** Opening Selected extract block **

State of the Hogs: LeBlanc has long had Arkansas ties

By: Clay Henry
Published: Friday, August 21, 2020
Arkansas defensive line coach Derrick LeBlanc watches practice Wednesday, Aug. 19, 2020, in Fayetteville.
( Andy Shupe)
Arkansas defensive line coach Derrick LeBlanc watches practice Wednesday, Aug. 19, 2020, in Fayetteville.

Earlier this spring in a Zoom one-on-one interview, Quinn Grovey raised his eyebrows as the word came there is a notable Frank Broyles tie with new Arkansas defensive line coach Derrick LeBlanc.

“That’s royalty in this state,” Grovey said as LeBlanc revealed that his first four years as a college assistant coach were under Jesse Branch at Henderson State.

Branch was an All-Southwest Conference halfback for Broyles in 1962. He later coached wide receivers for Broyles, and then was retained by Lou Holtz and Ken Hatfield before becoming a head coach at Missouri State. Branch is in the UA Hall of Honor and the Arkansas Sports Hall of Fame.

When Branch retired from coaching in 1994, Broyles hired him as an associate athletic director. Branch came out of coaching retirement to take a Henderson program that was at low tide.

** Closing Selected extract block **
** Opening Information given block **

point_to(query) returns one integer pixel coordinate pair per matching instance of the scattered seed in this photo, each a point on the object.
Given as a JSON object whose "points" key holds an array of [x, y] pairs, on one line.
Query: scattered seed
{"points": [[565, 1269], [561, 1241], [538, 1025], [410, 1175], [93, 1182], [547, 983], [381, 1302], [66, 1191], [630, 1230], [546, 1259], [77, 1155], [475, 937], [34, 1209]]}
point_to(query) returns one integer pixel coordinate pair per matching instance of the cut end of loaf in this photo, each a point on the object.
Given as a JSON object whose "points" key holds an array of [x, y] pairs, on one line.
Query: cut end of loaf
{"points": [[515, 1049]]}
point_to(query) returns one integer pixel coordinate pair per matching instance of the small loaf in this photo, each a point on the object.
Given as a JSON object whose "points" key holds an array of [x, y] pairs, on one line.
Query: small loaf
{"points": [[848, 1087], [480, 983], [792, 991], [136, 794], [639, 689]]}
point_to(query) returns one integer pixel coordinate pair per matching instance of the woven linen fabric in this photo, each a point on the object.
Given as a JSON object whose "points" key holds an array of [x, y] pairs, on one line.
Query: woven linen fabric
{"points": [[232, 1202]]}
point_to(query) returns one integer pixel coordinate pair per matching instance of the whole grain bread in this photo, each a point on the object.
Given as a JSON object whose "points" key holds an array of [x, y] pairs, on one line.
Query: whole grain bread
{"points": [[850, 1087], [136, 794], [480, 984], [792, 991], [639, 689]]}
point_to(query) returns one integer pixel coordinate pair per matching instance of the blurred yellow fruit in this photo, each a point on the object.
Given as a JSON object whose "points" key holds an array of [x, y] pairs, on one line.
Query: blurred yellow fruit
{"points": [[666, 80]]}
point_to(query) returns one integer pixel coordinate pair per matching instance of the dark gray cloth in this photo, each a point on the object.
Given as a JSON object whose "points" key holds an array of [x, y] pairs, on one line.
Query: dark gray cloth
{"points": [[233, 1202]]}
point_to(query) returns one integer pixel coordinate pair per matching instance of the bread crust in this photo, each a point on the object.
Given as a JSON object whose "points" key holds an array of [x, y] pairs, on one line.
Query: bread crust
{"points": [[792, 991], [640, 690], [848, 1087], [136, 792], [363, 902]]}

** Closing Information given block **

Exercise requirements ::
**a.** In the article about Derrick LeBlanc's Arkansas ties, under which head coach did LeBlanc spend his first four years as a college assistant?
**b.** Continue the article about Derrick LeBlanc's Arkansas ties from where it stops.

Set of answers ::
**a.** Jesse Branch, at Henderson State.

**b.**
LeBlanc got the call to join that Henderson staff in 2001 thanks to a good word from Henderson athletic director Sam Goodwin. LeBlanc, who played high school football at Breaux Bridge, La., played for Goodwin at Northwestern (La.) State.

It was time for “phone a friend” to get the LeBlanc scouting report. Branch, retired in Hot Springs Village, was excited to give it. He said he liked the hire of Sam Pittman as head coach, but even more when he learned LeBlanc would coach the defensive line.

“’Holy mackerel’ was what I thought,” Branch said. “What a hire Sam made, just wonderful. When I heard, I just thought, this is great. He’s the kind of guy who makes a difference in your program.

“What I’ll tell you is that he is the sharpest, smartest coach I’ve ever been around. Gee whiz, I couldn’t believe it.”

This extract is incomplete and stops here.